── RECORDS FOR PROCESSING

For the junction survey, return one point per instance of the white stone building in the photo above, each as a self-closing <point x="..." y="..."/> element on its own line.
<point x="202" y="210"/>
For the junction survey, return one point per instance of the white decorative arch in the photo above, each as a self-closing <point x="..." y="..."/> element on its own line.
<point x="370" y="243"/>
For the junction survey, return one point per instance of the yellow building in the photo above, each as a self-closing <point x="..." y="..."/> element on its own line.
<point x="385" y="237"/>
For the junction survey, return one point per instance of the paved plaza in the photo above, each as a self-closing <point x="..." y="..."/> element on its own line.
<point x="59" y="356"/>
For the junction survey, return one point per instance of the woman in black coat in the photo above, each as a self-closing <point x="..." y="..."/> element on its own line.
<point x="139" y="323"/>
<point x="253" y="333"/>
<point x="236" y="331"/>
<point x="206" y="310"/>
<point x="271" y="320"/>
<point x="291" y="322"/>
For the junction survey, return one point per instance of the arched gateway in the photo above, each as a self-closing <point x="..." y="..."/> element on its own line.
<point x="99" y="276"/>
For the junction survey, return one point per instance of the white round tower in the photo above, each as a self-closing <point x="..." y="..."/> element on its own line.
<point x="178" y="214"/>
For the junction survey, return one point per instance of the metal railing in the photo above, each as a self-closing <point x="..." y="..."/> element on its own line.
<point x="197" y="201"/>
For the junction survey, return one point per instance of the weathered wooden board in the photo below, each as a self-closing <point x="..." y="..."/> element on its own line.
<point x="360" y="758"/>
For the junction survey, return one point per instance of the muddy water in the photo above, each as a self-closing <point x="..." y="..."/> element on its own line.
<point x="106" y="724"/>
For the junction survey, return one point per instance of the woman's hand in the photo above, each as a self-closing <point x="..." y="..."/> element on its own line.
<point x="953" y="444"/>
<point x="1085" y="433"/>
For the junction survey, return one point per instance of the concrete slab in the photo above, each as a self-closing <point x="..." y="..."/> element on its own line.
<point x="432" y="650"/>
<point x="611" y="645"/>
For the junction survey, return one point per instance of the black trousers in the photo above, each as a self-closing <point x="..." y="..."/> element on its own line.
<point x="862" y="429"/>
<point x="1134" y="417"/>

────

**TASK INSTRUCTIONS:** Starting at the line containing "of the woman's" and ending at the last line of the listing, write out every line again, requests included, and shift each x and y coordinate in the answers by -58.

**RESULT OF THIS TASK:**
For the junction survey, return one point per instance of the woman's hand in the photo above, each as a self-closing <point x="..." y="..."/> element on its own line.
<point x="895" y="386"/>
<point x="1027" y="375"/>
For the junction survey, return one point per instance of the concrete slab in the photo above, each as a self-closing <point x="..." y="..."/> element on its own line.
<point x="374" y="592"/>
<point x="553" y="587"/>
For the junction survey, return one point per instance of the black trousers in the photo above, each as a self-closing <point x="..." y="..."/> element on its own line.
<point x="804" y="371"/>
<point x="1076" y="359"/>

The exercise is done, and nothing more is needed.